Try it
The line containing "positive clicks: (266, 57)" marks the start. Return it and every later line of the listing below exactly, ending with the last one.

Extracted entries

════════════════════

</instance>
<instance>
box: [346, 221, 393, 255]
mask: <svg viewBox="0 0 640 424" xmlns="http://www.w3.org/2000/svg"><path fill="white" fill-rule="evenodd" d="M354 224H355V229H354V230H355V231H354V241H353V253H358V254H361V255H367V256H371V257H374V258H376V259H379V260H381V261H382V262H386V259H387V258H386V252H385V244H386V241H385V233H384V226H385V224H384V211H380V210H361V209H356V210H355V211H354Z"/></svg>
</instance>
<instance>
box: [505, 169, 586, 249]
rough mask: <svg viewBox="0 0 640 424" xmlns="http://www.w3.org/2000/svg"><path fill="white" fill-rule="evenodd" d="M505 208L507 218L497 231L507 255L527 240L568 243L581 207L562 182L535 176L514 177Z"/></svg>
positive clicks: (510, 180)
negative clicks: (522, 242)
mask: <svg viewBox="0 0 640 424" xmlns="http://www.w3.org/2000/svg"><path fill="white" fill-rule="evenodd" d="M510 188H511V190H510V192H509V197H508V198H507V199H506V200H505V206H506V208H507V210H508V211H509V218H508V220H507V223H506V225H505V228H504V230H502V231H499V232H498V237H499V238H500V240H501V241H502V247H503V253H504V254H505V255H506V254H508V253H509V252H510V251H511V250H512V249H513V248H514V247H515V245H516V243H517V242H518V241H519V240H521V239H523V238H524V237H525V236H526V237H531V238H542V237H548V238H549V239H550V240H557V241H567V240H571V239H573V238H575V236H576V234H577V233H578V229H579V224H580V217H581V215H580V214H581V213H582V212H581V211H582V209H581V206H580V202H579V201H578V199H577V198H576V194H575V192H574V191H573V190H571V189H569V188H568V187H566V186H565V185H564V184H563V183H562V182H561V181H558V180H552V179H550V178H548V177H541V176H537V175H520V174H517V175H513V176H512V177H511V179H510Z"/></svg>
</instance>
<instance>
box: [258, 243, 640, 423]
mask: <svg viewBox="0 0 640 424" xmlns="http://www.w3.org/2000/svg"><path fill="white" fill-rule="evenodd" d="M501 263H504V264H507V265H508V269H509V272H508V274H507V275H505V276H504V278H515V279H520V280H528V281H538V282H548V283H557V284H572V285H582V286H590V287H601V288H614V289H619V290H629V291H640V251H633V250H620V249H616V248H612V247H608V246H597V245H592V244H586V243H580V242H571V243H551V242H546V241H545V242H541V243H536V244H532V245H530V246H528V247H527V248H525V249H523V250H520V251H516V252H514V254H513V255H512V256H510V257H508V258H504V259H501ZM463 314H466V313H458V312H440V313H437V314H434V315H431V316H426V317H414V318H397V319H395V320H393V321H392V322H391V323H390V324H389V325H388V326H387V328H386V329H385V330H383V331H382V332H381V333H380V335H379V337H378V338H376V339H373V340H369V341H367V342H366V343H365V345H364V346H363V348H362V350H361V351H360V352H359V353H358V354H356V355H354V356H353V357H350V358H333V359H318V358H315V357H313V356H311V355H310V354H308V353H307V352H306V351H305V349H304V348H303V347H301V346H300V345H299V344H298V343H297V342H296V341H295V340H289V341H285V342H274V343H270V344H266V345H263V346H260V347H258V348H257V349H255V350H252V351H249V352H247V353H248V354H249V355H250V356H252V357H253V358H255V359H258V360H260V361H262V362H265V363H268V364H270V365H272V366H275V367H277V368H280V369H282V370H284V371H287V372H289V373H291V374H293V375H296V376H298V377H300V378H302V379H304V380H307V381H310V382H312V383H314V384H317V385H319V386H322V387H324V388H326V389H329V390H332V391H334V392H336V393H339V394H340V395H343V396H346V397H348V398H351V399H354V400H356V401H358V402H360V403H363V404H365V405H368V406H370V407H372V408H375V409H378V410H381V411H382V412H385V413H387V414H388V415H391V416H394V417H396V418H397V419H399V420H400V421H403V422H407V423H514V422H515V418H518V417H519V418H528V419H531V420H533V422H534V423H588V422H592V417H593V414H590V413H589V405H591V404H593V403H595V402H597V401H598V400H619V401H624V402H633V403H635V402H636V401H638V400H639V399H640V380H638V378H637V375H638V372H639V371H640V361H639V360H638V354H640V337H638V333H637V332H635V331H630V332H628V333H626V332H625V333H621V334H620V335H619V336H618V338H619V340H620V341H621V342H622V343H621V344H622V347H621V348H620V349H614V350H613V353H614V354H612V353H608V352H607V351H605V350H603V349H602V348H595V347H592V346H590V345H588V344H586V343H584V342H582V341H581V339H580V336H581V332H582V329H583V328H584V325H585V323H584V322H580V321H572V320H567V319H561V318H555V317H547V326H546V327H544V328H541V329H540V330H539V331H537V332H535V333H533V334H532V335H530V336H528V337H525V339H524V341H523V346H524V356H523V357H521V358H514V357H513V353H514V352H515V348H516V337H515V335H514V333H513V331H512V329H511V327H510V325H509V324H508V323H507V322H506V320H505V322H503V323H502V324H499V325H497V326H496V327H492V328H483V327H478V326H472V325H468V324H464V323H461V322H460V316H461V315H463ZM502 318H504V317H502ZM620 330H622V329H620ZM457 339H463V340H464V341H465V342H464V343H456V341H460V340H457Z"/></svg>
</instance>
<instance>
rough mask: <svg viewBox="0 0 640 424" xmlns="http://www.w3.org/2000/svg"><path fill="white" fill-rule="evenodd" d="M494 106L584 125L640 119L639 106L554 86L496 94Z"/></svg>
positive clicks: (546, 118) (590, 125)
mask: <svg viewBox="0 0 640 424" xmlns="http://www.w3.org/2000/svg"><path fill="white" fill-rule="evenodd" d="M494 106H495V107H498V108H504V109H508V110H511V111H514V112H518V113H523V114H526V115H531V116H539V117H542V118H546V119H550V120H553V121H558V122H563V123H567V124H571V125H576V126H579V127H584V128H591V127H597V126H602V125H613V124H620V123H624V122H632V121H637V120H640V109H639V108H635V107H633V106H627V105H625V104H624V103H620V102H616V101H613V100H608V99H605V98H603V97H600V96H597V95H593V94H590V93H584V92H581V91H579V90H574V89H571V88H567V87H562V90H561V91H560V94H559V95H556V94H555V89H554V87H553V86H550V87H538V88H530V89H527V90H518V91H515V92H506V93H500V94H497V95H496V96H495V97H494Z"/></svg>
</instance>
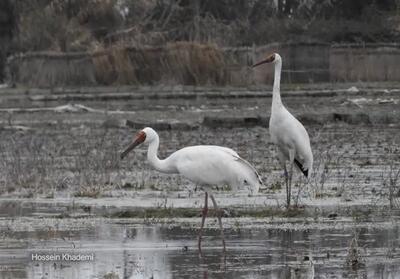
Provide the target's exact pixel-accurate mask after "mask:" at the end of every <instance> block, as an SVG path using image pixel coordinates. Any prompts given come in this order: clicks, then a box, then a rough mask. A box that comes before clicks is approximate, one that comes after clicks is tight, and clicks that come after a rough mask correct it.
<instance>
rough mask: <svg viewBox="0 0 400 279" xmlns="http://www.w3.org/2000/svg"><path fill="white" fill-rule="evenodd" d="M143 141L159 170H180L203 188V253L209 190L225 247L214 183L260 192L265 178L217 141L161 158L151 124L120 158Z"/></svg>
mask: <svg viewBox="0 0 400 279" xmlns="http://www.w3.org/2000/svg"><path fill="white" fill-rule="evenodd" d="M141 143H146V144H148V145H149V147H148V150H147V160H148V161H149V163H150V165H151V166H152V167H153V168H155V169H156V170H157V171H159V172H163V173H178V174H180V175H182V176H184V177H186V178H187V179H189V180H190V181H192V182H193V183H195V184H196V185H200V186H201V187H202V188H203V189H204V191H205V200H204V208H203V211H202V220H201V227H200V231H199V238H198V248H199V252H200V253H201V236H202V231H203V227H204V222H205V219H206V216H207V212H208V193H210V198H211V201H212V202H213V204H214V208H215V211H216V212H217V217H218V223H219V227H220V229H221V237H222V244H223V249H224V251H225V238H224V232H223V228H222V221H221V211H220V210H219V208H218V205H217V202H216V201H215V198H214V196H213V195H212V194H211V190H212V186H214V185H215V186H217V185H225V184H228V185H229V186H230V187H231V189H233V190H240V189H249V190H250V191H251V192H252V193H257V192H258V190H259V188H260V186H261V185H262V181H261V179H260V176H259V175H258V173H257V171H256V170H255V169H254V167H253V166H252V165H250V163H248V162H247V161H246V160H244V159H242V158H240V156H239V155H238V154H237V153H236V152H235V151H234V150H232V149H230V148H227V147H221V146H214V145H197V146H189V147H185V148H182V149H180V150H178V151H176V152H174V153H172V154H171V155H170V156H169V157H168V158H166V159H164V160H160V159H159V158H158V157H157V152H158V147H159V144H160V139H159V137H158V134H157V132H156V131H154V130H153V129H152V128H149V127H147V128H144V129H143V130H141V131H139V132H138V133H137V135H136V137H135V139H134V140H133V142H132V143H131V144H130V145H129V146H128V147H127V148H126V150H125V151H123V152H122V153H121V159H123V158H124V157H125V156H126V155H127V154H128V153H129V152H130V151H131V150H132V149H134V148H135V147H136V146H138V145H139V144H141Z"/></svg>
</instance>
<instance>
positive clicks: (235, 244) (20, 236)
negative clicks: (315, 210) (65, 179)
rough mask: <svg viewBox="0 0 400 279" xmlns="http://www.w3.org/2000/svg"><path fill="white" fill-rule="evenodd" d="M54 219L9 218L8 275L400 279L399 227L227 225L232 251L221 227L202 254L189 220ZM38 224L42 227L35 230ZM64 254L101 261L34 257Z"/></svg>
mask: <svg viewBox="0 0 400 279" xmlns="http://www.w3.org/2000/svg"><path fill="white" fill-rule="evenodd" d="M3 221H4V220H3ZM48 221H49V220H46V219H42V220H40V219H39V220H37V219H26V220H25V222H23V223H21V225H18V224H16V223H14V222H17V221H11V220H9V221H8V222H6V223H3V225H2V228H1V236H2V242H1V244H0V245H1V246H0V278H311V274H312V273H313V272H314V274H315V278H385V279H386V278H400V251H399V248H397V247H399V244H400V243H399V242H400V239H399V229H400V226H399V225H398V224H393V225H392V226H385V225H382V226H380V225H379V224H376V223H375V224H373V226H370V225H368V223H366V224H365V227H363V226H358V227H357V229H354V228H352V227H346V228H344V229H340V230H339V229H333V228H332V229H330V228H325V227H324V228H318V227H311V228H310V229H307V230H298V229H286V230H282V229H279V228H278V227H277V228H273V227H272V228H271V227H269V228H267V227H266V228H263V227H259V226H258V227H257V226H256V227H254V228H252V227H251V226H245V227H243V228H234V227H231V228H228V229H226V230H225V234H226V240H227V253H226V254H225V256H224V254H223V252H222V248H221V241H220V237H219V231H218V230H216V229H213V228H211V229H207V230H206V231H205V233H204V240H203V252H204V255H203V258H199V255H198V252H197V249H196V234H197V232H196V230H195V229H193V226H188V225H185V223H182V224H180V225H177V224H173V225H165V224H164V225H162V224H152V225H146V224H137V223H136V224H135V223H133V222H131V221H129V220H123V221H121V220H111V221H110V220H105V219H96V220H95V221H91V220H90V219H89V220H86V221H84V220H82V221H78V225H77V223H74V224H75V225H73V223H71V224H69V225H66V224H68V220H67V221H66V220H63V222H62V223H59V224H58V223H57V222H54V220H53V221H52V222H48ZM30 222H31V223H32V224H33V223H35V226H40V227H41V229H36V228H35V229H34V230H32V227H31V226H30V225H28V224H29V223H30ZM60 222H61V221H60ZM65 222H67V223H65ZM50 223H51V225H46V224H50ZM5 224H7V225H5ZM10 228H12V230H10ZM355 234H356V235H357V239H358V241H357V244H358V248H357V252H358V254H359V257H358V258H357V260H358V263H361V264H359V265H357V264H355V265H354V266H353V267H352V266H348V265H346V262H348V255H349V243H350V242H351V239H353V237H354V235H355ZM62 253H68V254H84V255H91V254H93V255H94V259H93V260H91V259H89V260H87V261H76V262H74V261H65V260H64V261H32V260H31V257H32V254H41V255H42V254H47V255H52V254H62ZM307 256H308V257H311V258H312V263H310V261H308V260H307V259H306V258H305V257H307ZM312 269H314V271H312ZM111 274H112V275H114V276H115V277H112V276H111ZM107 276H108V277H107ZM117 276H118V277H117Z"/></svg>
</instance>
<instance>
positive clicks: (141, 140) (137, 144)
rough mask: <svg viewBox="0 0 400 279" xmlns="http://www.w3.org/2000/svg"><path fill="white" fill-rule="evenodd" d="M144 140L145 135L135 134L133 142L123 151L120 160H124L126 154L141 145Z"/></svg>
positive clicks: (137, 133) (144, 134)
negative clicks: (134, 136)
mask: <svg viewBox="0 0 400 279" xmlns="http://www.w3.org/2000/svg"><path fill="white" fill-rule="evenodd" d="M145 140H146V133H145V132H143V131H140V132H139V133H137V134H136V137H135V138H134V140H133V142H132V143H131V144H130V145H129V146H128V147H127V148H126V149H125V150H124V152H122V153H121V160H122V159H124V158H125V156H126V155H128V153H129V152H130V151H131V150H133V149H134V148H135V147H136V146H138V145H139V144H141V143H142V142H144V141H145Z"/></svg>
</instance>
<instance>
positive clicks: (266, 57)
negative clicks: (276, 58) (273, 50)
mask: <svg viewBox="0 0 400 279" xmlns="http://www.w3.org/2000/svg"><path fill="white" fill-rule="evenodd" d="M274 61H275V54H271V55H268V56H267V57H266V58H265V59H264V60H261V61H260V62H258V63H256V64H254V65H253V66H252V67H253V68H254V67H257V66H260V65H262V64H265V63H271V62H274Z"/></svg>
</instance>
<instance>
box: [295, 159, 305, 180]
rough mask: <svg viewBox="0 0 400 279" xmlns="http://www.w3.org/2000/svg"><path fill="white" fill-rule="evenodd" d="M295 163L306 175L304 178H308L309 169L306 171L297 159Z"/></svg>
mask: <svg viewBox="0 0 400 279" xmlns="http://www.w3.org/2000/svg"><path fill="white" fill-rule="evenodd" d="M294 163H295V164H296V166H297V167H298V168H299V169H300V170H301V172H302V173H303V174H304V176H305V177H307V178H308V169H305V168H304V167H303V165H302V164H301V163H300V162H299V161H297V160H296V159H294Z"/></svg>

════════════════════

Response
positive clicks: (266, 57)
negative clicks: (276, 58) (273, 50)
mask: <svg viewBox="0 0 400 279" xmlns="http://www.w3.org/2000/svg"><path fill="white" fill-rule="evenodd" d="M274 61H275V54H271V55H268V56H267V57H266V58H265V59H264V60H261V61H260V62H258V63H256V64H254V65H253V66H252V67H253V68H254V67H257V66H260V65H262V64H265V63H271V62H274Z"/></svg>
</instance>
<instance>
box: [295, 159, 305, 180]
rough mask: <svg viewBox="0 0 400 279" xmlns="http://www.w3.org/2000/svg"><path fill="white" fill-rule="evenodd" d="M295 163L306 175L304 178H308L309 169L306 171L297 159Z"/></svg>
mask: <svg viewBox="0 0 400 279" xmlns="http://www.w3.org/2000/svg"><path fill="white" fill-rule="evenodd" d="M294 163H295V164H296V166H297V167H298V168H299V169H300V170H301V172H302V173H303V174H304V176H305V177H307V178H308V169H305V168H304V167H303V165H302V164H301V163H300V162H299V161H297V160H296V159H294Z"/></svg>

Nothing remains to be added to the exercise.